### TASK BRIEF
Entries must be copied exactly, with nothing left out.

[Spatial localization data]

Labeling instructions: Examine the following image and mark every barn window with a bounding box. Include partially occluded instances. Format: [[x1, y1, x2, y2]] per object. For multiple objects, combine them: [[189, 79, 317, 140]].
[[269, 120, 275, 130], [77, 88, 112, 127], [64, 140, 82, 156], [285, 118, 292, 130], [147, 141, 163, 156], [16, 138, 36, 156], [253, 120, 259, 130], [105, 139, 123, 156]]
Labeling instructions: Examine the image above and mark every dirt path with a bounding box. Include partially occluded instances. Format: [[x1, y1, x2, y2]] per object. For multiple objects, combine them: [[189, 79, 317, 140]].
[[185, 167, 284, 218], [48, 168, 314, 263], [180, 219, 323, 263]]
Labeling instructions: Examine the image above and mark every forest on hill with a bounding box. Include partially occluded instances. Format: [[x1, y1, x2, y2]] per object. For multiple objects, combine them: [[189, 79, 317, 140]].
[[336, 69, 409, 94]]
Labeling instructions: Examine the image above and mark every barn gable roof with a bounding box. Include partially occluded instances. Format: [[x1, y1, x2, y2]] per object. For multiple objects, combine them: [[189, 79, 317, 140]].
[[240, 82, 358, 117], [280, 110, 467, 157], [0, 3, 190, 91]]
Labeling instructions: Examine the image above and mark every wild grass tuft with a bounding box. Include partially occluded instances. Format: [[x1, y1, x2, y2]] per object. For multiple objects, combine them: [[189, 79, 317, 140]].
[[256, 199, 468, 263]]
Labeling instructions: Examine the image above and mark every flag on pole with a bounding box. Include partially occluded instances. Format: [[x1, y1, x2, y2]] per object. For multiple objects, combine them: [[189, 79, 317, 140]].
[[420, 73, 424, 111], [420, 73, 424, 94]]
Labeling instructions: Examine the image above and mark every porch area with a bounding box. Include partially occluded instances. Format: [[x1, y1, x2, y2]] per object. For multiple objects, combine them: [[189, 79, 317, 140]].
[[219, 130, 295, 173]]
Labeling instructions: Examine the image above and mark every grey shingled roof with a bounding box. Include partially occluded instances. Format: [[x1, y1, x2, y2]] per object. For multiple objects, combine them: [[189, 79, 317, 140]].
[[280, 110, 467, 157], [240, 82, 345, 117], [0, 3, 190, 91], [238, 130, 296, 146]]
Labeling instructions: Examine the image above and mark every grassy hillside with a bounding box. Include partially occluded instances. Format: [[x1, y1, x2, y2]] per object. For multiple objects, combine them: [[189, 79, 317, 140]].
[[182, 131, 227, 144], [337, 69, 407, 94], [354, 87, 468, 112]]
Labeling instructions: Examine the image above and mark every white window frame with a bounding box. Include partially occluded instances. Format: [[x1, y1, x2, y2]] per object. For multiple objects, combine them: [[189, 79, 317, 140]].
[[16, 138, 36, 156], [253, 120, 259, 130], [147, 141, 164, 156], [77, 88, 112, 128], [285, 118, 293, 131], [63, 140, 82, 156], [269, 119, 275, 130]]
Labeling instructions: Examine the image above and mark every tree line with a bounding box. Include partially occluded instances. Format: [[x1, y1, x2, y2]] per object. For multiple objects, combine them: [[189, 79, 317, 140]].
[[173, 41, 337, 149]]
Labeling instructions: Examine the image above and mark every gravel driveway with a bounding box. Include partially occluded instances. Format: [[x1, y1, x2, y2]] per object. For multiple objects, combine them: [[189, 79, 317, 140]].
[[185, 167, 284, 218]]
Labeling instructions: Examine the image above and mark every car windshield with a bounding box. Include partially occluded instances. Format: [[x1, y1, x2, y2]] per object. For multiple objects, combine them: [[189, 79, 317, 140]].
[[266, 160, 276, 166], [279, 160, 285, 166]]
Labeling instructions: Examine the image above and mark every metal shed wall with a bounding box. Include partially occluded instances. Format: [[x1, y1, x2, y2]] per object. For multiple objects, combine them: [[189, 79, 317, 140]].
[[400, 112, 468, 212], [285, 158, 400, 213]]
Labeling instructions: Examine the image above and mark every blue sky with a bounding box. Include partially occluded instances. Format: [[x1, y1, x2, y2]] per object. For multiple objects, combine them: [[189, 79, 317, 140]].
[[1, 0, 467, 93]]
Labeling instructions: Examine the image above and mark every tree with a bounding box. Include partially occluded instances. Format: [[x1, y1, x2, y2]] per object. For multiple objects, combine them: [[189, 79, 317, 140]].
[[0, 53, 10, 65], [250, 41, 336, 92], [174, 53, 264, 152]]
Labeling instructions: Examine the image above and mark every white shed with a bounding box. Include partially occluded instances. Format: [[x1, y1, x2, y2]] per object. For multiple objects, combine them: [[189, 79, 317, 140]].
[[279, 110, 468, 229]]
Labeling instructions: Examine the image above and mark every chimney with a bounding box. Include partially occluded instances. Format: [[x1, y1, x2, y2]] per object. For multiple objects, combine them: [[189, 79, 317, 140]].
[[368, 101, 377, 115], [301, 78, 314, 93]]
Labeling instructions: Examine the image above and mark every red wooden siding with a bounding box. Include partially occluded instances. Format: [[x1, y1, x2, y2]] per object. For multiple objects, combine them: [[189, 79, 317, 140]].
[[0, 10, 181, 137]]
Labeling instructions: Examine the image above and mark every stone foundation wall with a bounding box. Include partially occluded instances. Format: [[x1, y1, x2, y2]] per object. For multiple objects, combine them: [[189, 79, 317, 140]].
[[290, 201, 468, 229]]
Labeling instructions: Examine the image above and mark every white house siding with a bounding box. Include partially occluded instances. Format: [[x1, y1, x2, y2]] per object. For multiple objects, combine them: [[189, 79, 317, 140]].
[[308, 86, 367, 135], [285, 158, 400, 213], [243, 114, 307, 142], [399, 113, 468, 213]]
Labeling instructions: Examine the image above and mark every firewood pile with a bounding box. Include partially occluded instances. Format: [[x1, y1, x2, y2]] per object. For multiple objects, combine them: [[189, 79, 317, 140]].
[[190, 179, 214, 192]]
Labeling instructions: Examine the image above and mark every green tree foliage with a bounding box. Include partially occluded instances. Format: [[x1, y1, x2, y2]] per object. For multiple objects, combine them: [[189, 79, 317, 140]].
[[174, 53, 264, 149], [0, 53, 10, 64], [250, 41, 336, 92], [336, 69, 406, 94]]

### OUTPUT FOR THIS TASK
Labeling instructions: Examine the following image and mark every barn window with a bounding box. Include partially occluded instances. Format: [[x1, y1, x2, y2]] per object. For multiple objects, combine them: [[189, 79, 317, 140]].
[[269, 120, 275, 130], [77, 88, 112, 127], [64, 140, 82, 156], [285, 118, 292, 130], [147, 141, 163, 156], [16, 138, 36, 156], [253, 120, 259, 130], [105, 139, 123, 156]]
Labeling instructions: Examine the image above and mark every dirt path with a bounding box. Include partially occluded instances. Format: [[x1, y1, x2, y2]] per object. For multiple objects, combine them: [[189, 79, 317, 140]].
[[185, 167, 284, 218], [48, 168, 314, 263], [180, 219, 323, 263]]
Labeling instructions: Examine the image above and mark every forest on hill with a bounding box. Include partially occluded instances. Format: [[x1, y1, x2, y2]] per object. For multiple objects, combine them: [[189, 79, 317, 140]].
[[336, 69, 409, 94]]
Labeling instructions: Examine the image above and mark every barn gable roof with a bounding box. Include partially occluded instances. Format: [[x1, y1, x2, y2]] per object. For multiple objects, combine them: [[189, 79, 317, 140]].
[[240, 82, 358, 117], [280, 110, 467, 157], [0, 3, 190, 91]]
Labeling instructions: Examine the image above and mark every wild grass tuft with a bounding box. Include partially occluded instances. Format: [[x1, y1, x2, y2]] per object. For multiple objects, combine them: [[189, 79, 317, 140]].
[[256, 199, 468, 263]]
Labeling instructions: Examine the image above and mark every flag on pole with a bounding box. Include partially occluded instances. Format: [[x1, y1, x2, y2]] per object. For multiple objects, combine them: [[189, 79, 317, 140]].
[[420, 73, 424, 111], [420, 73, 424, 94]]
Labeling instructions: Examine the image above and mark every porch area with a bounding box. Include partially occluded instances. Format: [[x1, y1, x2, y2]] per object. For multiple objects, combine them: [[189, 79, 317, 140]].
[[219, 130, 295, 173]]
Labeling instructions: Examine the image above and mark every grey shingled roof with a bounding box. Include partially occluded instances. Format: [[x1, y1, x2, y2]] per object. For multiple objects, combine them: [[189, 79, 317, 140]].
[[280, 110, 467, 157], [240, 82, 345, 117], [0, 3, 190, 91], [238, 130, 296, 146]]
Labeling instructions: Examine the image above and mark every grassy hillside with a bounding box. Include partially occluded instances. Format: [[x1, y1, x2, y2]] per object. For multiple objects, combine them: [[189, 79, 317, 140]].
[[182, 131, 227, 144], [337, 69, 407, 94], [354, 87, 468, 112]]
Labeling instructions: Examine the image above and mark every white window frame with a bounding box. Include partially occluded instances. Format: [[x1, y1, x2, y2]] per object. For multiple objects, combine them: [[189, 79, 317, 140]].
[[16, 138, 36, 156], [253, 120, 259, 130], [147, 141, 164, 156], [77, 88, 112, 128], [285, 118, 293, 131], [63, 140, 82, 156], [269, 119, 275, 130]]
Labeling instructions: Examine the image above and mark every tree line with a bounding box. Include partially occluded instances. Format: [[x1, y1, x2, y2]] per object. For multiple objects, combine them: [[189, 79, 317, 140]].
[[173, 41, 337, 149]]
Labeling instructions: Examine the image above and mark every gravel driveway with a bounding box. Include partially occluded instances. Format: [[x1, y1, x2, y2]] per object. For multiple objects, combine them: [[189, 79, 317, 140]].
[[185, 167, 284, 218]]
Labeling instructions: Examine the image above and mark every car windshield with a bounding box. Include partially occluded instances. Format: [[x1, y1, x2, y2]] per object. For multiple objects, combine them: [[189, 79, 317, 140]].
[[266, 160, 276, 166], [279, 160, 285, 166]]
Labeling instructions: Examine the image above and mark every metal shed wall with a bounding box. Include partially occluded instances. Format: [[x1, y1, x2, y2]] per object. For multiple objects, combine them: [[189, 79, 317, 140]].
[[400, 112, 468, 212], [285, 158, 400, 213]]
Labeling instructions: Examine the image above and mark every blue sky with a bounding box. Include partially occluded instances. Format: [[x1, y1, x2, y2]] per object. For multiple objects, combine them: [[189, 79, 317, 140]].
[[1, 0, 467, 93]]
Labeling instructions: Examine the image above and mark every tree with a bounding box. Include partially occluded instances. Format: [[x1, y1, x2, y2]] per object. For multiple objects, combine them: [[189, 79, 317, 140]].
[[0, 53, 10, 65], [250, 41, 336, 92], [174, 53, 264, 152]]
Labeling instructions: Examine the image above and mark every white shed with a bounding box. Include partially occluded instances. Format: [[x1, y1, x2, y2]] per object. For multiple objects, combine them: [[189, 79, 317, 140]].
[[279, 110, 468, 229]]
Labeling instructions: Examine the image above and mark every chimney with a bounding box. Include partially occluded instances. Format: [[x1, y1, x2, y2]] per object. For multiple objects, combine them: [[189, 79, 317, 140]].
[[368, 101, 377, 115], [301, 78, 314, 93]]
Labeling instructions: Examine the image above and mark every red wooden siding with a bounding box. Include partially occluded instances. Format: [[x1, y1, x2, y2]] per object. For multiple objects, combine them: [[189, 79, 317, 140]].
[[0, 10, 181, 137]]
Labeling instructions: Examine the image above and mark every stone foundation wall with a bounding box. Include partially occluded instances. Format: [[x1, y1, x2, y2]] per object. For multiple objects, combine them: [[189, 79, 317, 140]].
[[290, 201, 468, 229]]
Labeling instructions: Examine the image above and mark every white house siding with a bounding box. Include partially occluded instances. Format: [[x1, y1, x2, y2]] per object. For multiple objects, combine them: [[189, 79, 317, 140]].
[[308, 86, 367, 135], [285, 158, 400, 213], [243, 114, 307, 142], [399, 113, 468, 213]]
Labeling instructions: Examine the image above and mark every firewood pile with a bounding box. Include partially occluded instances. Format: [[x1, y1, x2, y2]] per object. For multiple objects, combine them: [[189, 79, 317, 140]].
[[190, 179, 214, 192]]
Labeling instructions: Examine the image above and mark every green tree foliage with a bounding box. Include partially occluded instances. Format: [[x1, y1, x2, y2]] per object. For multiple objects, combine them: [[189, 79, 317, 140]].
[[174, 53, 264, 149], [0, 53, 10, 64], [250, 41, 336, 92], [336, 69, 406, 94]]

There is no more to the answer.